*** Reading passage ***

Israeli Judicial Reforms: Bursting the Bubble of a Colonial Court System


2023-05-22    |   

Israeli Judicial Reforms: Bursting the Bubble of a Colonial Court System
Israel Supreme Court (wikipidea)

On 4 January 2023, less than a week before the current Israeli government was sworn in, Justice Minister Yariv Levin announced a controversial overhaul of the judicial system. What became known as the Levin Plan comprises several technical and legal changes, but the essence of the proposed reforms lay in constraining the influence of the Israeli Supreme Court while enhancing the authority of the Knesset to pass laws with less hurdles.[1] If adopted, they would significantly tilt the balance of power towards government and away from the judicial branches. While in the past the Supreme Court could strike down certain laws passed in the Knesset when they conflicted with one of Israel’s Basic Laws, the proposed reforms would reduce the Court’s oversight and further empower the government.

 

Since Levin’s announcement, mass demonstrations have rocked Israel with protesters lamenting the country’s supposed authoritarian turn. Prime Minister Benjamin Netanyahu was accused of a glaring conflict of interest because the legal reforms would give him the chance to obtain parliamentary immunity from his ongoing trial for corruption, something he has been trying to push at least since early 2020.[2] The new government is also billed as “the most far-right in Israel’s history,” given that along with Netanyahu’s Likud, the ruling coalition comprises Itamar Ben-Gvir’s Jewish Power Party and Bezalel Smotrich’s Religious Zionist Party, both of whom are ultra-nationalist West Bank settlers with a known past of inciting racial violence against Palestinians.[3]

 

Against this background, the Israeli protests seem to pit the liberal camp as the protector of the “rule of law” against the rise of an unprecedented and extremist far-right. This is the common story told by many international commentators observing the demonstrations and debating the future of Israel’s “democracy.” Yet, a closer look reveals that defending the Supreme Court is far from a democratic or anti-authoritarian position. Law in general, and the Court in particular, should be situated within their relevant historical and political context, which in this case is Israeli settler colonialism.[4] If observers centered Palestinians in the debate, the Supreme Court’s record clearly shows it has consistently provided support for Israeli practices of colonization and military violence.

*** End of Reading passage ***
*** Information ***

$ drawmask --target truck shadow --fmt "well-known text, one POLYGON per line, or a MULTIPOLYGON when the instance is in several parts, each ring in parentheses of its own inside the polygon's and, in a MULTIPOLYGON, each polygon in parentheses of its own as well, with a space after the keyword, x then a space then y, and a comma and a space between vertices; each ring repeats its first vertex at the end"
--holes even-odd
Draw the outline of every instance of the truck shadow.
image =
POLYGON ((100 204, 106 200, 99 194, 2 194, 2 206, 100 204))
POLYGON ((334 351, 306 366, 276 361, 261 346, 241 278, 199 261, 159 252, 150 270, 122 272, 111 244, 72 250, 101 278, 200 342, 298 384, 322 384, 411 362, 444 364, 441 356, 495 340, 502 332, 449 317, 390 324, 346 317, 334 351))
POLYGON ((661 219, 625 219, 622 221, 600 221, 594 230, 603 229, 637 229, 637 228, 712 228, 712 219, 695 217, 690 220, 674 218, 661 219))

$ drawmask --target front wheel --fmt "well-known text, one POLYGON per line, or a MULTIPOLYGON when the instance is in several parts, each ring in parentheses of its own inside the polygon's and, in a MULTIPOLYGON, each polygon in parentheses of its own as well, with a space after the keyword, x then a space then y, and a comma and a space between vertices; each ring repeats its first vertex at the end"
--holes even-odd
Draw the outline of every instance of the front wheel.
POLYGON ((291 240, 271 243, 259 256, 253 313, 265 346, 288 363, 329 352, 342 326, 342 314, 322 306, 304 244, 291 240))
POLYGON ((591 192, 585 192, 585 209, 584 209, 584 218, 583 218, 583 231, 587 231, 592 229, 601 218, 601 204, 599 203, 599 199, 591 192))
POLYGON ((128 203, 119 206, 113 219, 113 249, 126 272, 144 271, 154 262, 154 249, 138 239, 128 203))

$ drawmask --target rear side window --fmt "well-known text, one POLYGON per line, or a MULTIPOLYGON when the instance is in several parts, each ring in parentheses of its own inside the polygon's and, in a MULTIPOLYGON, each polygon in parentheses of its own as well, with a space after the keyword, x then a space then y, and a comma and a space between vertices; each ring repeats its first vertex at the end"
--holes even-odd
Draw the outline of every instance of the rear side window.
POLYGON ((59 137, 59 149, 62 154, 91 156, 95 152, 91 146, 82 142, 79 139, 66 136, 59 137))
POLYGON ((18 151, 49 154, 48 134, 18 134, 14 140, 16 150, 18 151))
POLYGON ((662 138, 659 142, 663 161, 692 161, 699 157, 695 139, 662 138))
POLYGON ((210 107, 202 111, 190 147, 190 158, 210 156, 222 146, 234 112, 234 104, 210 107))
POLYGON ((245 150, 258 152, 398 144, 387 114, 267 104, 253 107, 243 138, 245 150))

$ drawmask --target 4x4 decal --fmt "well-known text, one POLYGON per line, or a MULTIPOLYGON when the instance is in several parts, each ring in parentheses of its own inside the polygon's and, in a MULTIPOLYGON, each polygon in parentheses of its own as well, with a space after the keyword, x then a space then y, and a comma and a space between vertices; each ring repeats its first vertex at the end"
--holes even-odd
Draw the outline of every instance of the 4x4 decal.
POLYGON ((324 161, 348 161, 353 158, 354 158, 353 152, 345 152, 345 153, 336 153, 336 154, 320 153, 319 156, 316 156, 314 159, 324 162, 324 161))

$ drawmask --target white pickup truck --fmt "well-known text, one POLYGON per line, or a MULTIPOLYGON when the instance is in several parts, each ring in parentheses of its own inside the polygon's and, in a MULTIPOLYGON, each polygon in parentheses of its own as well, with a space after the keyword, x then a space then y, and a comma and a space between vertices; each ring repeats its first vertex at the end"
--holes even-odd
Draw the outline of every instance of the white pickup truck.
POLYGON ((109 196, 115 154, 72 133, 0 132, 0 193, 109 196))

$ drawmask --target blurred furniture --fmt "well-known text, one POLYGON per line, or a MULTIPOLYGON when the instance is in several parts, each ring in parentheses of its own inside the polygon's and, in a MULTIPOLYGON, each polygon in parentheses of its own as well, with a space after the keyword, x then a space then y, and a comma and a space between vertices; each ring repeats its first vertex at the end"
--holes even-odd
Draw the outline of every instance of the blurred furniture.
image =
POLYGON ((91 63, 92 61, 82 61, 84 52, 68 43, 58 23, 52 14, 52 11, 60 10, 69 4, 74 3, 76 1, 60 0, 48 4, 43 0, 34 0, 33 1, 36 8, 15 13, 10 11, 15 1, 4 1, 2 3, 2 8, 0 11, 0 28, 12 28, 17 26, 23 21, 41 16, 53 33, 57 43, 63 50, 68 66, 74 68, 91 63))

*** End of Information ***

- Try it -
Could you take the article on Israel's judicial reforms further, continuing from its last paragraph?

- Exercise output -
 

What the Israeli Supreme Court Means for Palestinians

 

From the standpoint of the colonized, leadership of the Zionist colonial project – whether right-wing or left-wing – matters little. It was the dominant, ostensibly left, Labour Zionism of David Ben-Gurion in 1948 that carried out the ethnic cleansing of over 750,000 natives, what Arabs and Palestinians call the Nakba (catastrophe), to usher in the settler state of Israel. Commenting on the Israeli “pro-democracy” demonstrators hailing from that political tradition, historian Ilan Pappé writes that “[t]heir liberal Zionism is founded on a series of oxymorons: Israel as an enlightened occupier, a benevolent ethnic cleanser, a progressive apartheid state.”[5] He adds that Israeli military officials, “who have committed countless war crimes in the Gaza Strip, and before that in the West Bank and Lebanon, are now playing a crucial role in the emerging opposition bloc.”[6] They fear that undermining the Supreme Court through judicial reforms would contribute to Israel becoming a global pariah, as apartheid South Africa once did, and lose its legitimacy as a liberal and democratic state.

 

The Israeli Supreme Court holds two main functions: acting as a court of appeal and serving as a High Court of Justice.[7] It is in the latter function that the Court gained wide public support. Israel’s highest judicial branch gained prominence also for reviewing the actions of the government and military inside Palestine’s 1967 Occupied Territories (OT). Yet its record in the OT is telling of its undemocratic and colonial nature. The Court has authority over areas under military occupation, where roughly five million Palestinians reside without citizenship rights in the state from which the judicial branch emanates. It thus legislates over non-citizen occupied subjects; Palestinians are bound by the colonizer’s law but are not granted political rights. The Supreme Court, then, does not even recognize the Israeli regime’s control of the West Bank and Gaza Strip as an occupation but accepts the state’s position that the territories are “disputed.” The established consensus under international law is that the territories are occupied, yet the Israeli state has only acknowledged that it would respect the “humanitarian provisions” of the Geneva Conventions.

 

A contemporary example of the Supreme Court sanctioning Israeli military violence was during the 2018-19 Great March of Return. When Palestinians organized a series of peaceful protests along the fence enclosing the Gaza Strip – to demand an end to the siege ongoing since 2007, and to return to their lands and homes from which they were dispossessed in 1948 – the Israeli army responded with snipers shooting to kill and injure civilians, as well as journalists and medics.[8] To end the marches, the Israeli army killed 214 Palestinians and injured over 36,100 – of those injured over 8,000 were hit by live ammunition.[9] One month into the series of demonstrations that lasted almost two years, the Supreme Court could have restrained the targeting of unarmed protesters. But when human rights NGOs petitioned to review the snipers’ open-fire policy, the Court rejected the petitions and sided with the Israeli army’s conduct.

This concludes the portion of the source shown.